## Directions for this task
Please restate the following records word for word.

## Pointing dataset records

## BEGIN

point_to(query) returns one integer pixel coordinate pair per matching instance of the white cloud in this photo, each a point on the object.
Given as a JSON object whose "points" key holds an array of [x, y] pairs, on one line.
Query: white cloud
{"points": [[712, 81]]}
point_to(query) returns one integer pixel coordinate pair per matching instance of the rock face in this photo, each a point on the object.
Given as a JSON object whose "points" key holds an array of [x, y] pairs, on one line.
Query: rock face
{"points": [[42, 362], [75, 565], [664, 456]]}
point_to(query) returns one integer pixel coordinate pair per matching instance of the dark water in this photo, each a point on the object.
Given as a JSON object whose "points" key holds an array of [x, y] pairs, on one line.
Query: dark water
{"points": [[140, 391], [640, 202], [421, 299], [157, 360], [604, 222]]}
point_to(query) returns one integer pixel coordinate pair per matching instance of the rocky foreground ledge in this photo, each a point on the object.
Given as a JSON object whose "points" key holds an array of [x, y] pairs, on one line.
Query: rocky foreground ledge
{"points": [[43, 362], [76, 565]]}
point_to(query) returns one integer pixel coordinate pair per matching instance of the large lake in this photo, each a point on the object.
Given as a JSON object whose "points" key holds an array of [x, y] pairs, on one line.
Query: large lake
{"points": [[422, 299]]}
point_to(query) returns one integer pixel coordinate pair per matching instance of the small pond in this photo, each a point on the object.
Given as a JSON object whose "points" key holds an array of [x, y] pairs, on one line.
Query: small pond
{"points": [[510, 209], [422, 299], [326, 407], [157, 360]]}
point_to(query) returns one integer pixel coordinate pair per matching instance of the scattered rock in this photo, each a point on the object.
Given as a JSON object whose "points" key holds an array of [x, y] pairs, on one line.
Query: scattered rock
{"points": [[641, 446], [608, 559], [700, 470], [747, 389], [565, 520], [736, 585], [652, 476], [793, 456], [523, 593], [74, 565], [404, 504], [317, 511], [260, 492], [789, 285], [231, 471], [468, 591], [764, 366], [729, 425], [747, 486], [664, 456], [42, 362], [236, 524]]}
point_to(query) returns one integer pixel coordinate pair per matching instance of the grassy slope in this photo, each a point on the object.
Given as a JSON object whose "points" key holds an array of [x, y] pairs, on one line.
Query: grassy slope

## END

## Result
point_to(query) returns one integer pixel coordinate pair per matching instance of the white cloud in this photo, each a point on the object.
Given as a JSON object whose "points" key holds an array of [x, y] pairs, on one line.
Query: white cloud
{"points": [[712, 81]]}
point_to(query) returns one integer pixel coordinate pair per matching instance of the rock face in this photo, each a point on the object.
Given as a JSON object whose "points" key holds an array of [x, y] pairs, on one line.
Query: rock face
{"points": [[42, 362], [75, 565], [664, 456]]}
point_to(query) returns one integer pixel coordinate pair per matching instance of the dark water in this photo, each a point on the object.
Given as a JSON object whose "points" key holds an array of [x, y] pairs, on one line.
Query: dark water
{"points": [[140, 391], [640, 202], [421, 299], [157, 360], [604, 222]]}
point_to(query) returns one integer pixel coordinate pair per matching instance of the rocky foreground ledge in this photo, each a point on the object.
Given as a JSON object whose "points" key holds an array of [x, y] pairs, on one line.
Query: rocky foreground ledge
{"points": [[43, 362], [76, 565]]}
point_to(query) returns one integer pixel coordinate pair per matching instance of the large lake in this photo, each a point on the object.
Given as a JSON object whose "points" key holds an array of [x, y] pairs, on one line.
Query: large lake
{"points": [[422, 299]]}
point_to(query) returns one integer pixel coordinate pair per matching instance of the small pond in this photo, each a point on the object.
Given as a JSON object whose "points" key holds an array of [x, y] pairs, on one line.
Query: small pond
{"points": [[510, 209], [422, 299], [326, 407], [157, 360]]}
point_to(query) returns one integer pixel coordinate pair per matching instance of the scattered rock in this photo, each a point on the object.
Given as a JSON object whose "points" key holds an array of [x, y] pairs, on one line.
Query: scattered rock
{"points": [[641, 446], [608, 559], [700, 470], [747, 389], [565, 520], [736, 585], [652, 476], [793, 456], [523, 593], [74, 565], [404, 504], [317, 511], [260, 492], [789, 285], [231, 471], [468, 591], [764, 366], [729, 425], [747, 486], [664, 456], [42, 362], [236, 524]]}
point_to(query) returns one integer pixel coordinate pair per matching instance of the grassy slope in this photo, each a point on the object.
Given as a JSON object whose "points" key holds an array of [x, y] pairs, on one line.
Query: grassy slope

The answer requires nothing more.